* **Task description**:
Can you retype the part of the stroke patient skin temperature excerpt that opens with the words containing "To evaluate whether" and closes with "and skin temperature.", with no changes?

Skin Evaporation and Skin Temperature
For each pair of measurement points, the difference in evaporation and skin temperature, respectively, was determined between the ipsilesional and contralesional sides. To obtain an overall value of the degree of symmetry, the mean difference of all eight measuring sites was calculated.
To evaluate whether the overall side asymmetry of skin temperature, evaporation, and blood flow, respectively, was significant in different groups of patients, Wilcoxon’s signed rank test of matched pairs was used. To classify the individual patient as being symmetrical or asymmetrical compared with the control subject, 95% confidence limits were used. Because six parameters were used in classification of the vasomotor response (strength and time course of the responses to mental stress, deep breath, and arousal, respectively), confidence limits of each of these were set to ±(100%−5/6%)=±99.2%. Spearman’s rank order correlation test was used to test correlation between blood flow response and skin temperature.
Sixteen of the 37 stroke patients (43%, seven brain stem infarcts, nine hemispheric infarcts) complained of an unpleasant (constant or temporary) feeling of coldness in extremities on the contralesional side, and three patients with hemispheric lesions had discomfort due to a feeling of warmth in a contralesional extremity. One brain stem infarct patient with subjective coldness in the contralesional side experienced a pleasant warmth in the ipsilesional side. No patient with right cortical hemispheric lesion had noticed coldness in the contralesional side.
Other autonomic symptoms reported included one patient with a brain stem infarct who noticed goose flesh on the contralesional side, which felt cold. Objectively, there was piloerection only on that side. One patient with a pontine lesion and one patient with a middle cerebral artery (MCA) infarct reported increased sweating in the contralesional hand during the first week. One patient with brain stem bleeding had initially profuse sweating in the ipsilesional side of the face. Two patients were troubled by a bluish discoloration in the contralesional extremity. Six patients had pain on the contralesional side, and three of them had a warm sensation; in addition, two had swelling in the paretic hand.

* **Given entries**:
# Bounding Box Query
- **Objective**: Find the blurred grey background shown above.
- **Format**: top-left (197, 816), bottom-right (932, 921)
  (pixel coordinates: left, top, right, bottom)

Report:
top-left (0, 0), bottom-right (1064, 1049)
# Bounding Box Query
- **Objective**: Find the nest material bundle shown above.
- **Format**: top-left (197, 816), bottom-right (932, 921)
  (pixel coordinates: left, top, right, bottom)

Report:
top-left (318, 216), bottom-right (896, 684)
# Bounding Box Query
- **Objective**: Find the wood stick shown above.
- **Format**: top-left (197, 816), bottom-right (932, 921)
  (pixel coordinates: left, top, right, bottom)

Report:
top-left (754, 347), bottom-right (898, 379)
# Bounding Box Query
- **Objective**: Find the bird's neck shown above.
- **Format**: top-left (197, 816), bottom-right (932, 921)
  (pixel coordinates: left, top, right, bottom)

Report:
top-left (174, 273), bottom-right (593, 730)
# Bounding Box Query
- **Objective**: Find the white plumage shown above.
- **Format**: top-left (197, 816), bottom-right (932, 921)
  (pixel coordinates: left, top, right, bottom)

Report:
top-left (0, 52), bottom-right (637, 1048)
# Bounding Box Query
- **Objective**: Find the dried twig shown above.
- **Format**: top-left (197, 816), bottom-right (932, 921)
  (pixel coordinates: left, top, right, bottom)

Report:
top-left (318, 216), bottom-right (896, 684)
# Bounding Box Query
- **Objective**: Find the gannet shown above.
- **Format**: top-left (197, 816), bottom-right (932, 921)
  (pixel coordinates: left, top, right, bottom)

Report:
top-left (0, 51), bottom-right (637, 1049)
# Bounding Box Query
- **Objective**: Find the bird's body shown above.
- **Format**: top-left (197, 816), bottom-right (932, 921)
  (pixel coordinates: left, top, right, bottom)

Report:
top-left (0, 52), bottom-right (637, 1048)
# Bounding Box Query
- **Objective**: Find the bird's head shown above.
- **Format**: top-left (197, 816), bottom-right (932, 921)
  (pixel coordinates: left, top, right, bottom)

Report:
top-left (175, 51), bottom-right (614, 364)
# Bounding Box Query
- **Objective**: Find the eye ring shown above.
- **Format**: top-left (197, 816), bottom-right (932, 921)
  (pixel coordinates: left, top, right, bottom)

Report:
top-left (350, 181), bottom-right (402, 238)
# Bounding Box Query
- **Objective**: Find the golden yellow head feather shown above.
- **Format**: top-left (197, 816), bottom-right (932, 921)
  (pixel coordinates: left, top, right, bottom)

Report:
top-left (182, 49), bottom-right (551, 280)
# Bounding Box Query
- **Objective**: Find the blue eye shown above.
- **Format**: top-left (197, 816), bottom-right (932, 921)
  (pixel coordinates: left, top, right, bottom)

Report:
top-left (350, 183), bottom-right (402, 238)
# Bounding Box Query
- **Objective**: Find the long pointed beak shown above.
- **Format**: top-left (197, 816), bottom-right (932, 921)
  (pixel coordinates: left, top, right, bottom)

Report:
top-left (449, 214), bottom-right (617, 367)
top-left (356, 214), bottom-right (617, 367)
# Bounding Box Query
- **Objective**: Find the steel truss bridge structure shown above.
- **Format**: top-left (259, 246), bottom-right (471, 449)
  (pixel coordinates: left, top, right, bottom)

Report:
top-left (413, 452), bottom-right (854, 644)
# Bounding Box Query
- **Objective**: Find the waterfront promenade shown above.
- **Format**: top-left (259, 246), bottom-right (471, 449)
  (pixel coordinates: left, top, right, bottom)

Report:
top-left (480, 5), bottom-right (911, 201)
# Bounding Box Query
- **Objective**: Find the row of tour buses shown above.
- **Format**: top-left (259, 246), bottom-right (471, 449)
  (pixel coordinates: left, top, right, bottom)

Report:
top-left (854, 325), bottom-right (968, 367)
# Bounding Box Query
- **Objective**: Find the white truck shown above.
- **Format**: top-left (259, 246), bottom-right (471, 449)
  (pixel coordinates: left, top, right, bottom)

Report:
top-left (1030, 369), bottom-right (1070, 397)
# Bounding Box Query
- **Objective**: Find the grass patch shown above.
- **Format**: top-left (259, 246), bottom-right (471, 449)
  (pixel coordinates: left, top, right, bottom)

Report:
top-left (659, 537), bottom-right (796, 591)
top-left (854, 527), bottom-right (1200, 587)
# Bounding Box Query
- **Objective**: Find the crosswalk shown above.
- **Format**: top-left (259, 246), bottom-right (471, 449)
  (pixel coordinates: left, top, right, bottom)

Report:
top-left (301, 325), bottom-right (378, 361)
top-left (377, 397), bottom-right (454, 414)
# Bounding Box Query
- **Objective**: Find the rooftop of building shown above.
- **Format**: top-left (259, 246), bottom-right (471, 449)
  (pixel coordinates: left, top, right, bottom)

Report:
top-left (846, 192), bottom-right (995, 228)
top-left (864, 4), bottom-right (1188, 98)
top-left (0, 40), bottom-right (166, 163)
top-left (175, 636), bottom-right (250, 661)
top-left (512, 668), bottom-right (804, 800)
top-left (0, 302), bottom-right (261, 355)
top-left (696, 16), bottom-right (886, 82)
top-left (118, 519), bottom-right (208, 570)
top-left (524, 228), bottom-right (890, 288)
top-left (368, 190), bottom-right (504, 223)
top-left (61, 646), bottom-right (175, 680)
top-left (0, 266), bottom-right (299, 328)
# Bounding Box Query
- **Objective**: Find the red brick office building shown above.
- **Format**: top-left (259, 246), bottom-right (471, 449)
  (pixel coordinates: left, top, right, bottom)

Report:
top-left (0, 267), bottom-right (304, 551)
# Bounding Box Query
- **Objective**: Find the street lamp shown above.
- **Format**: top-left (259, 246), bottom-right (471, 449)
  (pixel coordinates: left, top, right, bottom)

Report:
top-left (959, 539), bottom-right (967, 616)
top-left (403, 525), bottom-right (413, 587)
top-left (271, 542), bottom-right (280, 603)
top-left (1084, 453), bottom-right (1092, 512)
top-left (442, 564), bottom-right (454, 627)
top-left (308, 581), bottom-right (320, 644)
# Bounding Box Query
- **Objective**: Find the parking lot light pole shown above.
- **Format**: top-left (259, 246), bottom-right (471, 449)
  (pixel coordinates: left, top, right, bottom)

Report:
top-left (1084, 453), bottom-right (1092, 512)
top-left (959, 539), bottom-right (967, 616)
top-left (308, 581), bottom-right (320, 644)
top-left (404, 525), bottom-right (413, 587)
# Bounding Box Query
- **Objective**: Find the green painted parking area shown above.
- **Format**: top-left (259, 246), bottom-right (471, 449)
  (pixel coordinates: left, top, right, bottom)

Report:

* **Answer box**:
To evaluate whether the overall side asymmetry of skin temperature, evaporation, and blood flow, respectively, was significant in different groups of patients, Wilcoxon’s signed rank test of matched pairs was used. To classify the individual patient as being symmetrical or asymmetrical compared with the control subject, 95% confidence limits were used. Because six parameters were used in classification of the vasomotor response (strength and time course of the responses to mental stress, deep breath, and arousal, respectively), confidence limits of each of these were set to ±(100%−5/6%)=±99.2%. Spearman’s rank order correlation test was used to test correlation between blood flow response and skin temperature.